Exercise details: Reproduce the entries exactly, but keep the pictures out of the copy.

------ Data records ------

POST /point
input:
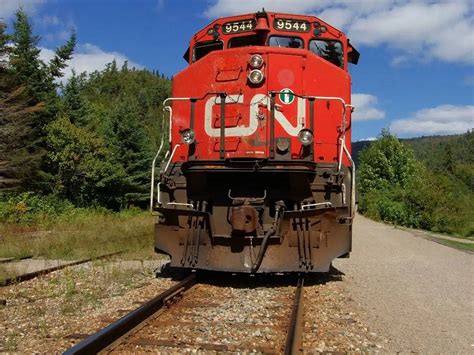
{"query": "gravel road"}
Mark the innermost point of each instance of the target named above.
(416, 292)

------

Final answer:
POST /point
input:
{"query": "gravel road"}
Mark the innermost point of each instance of the target named above.
(416, 292)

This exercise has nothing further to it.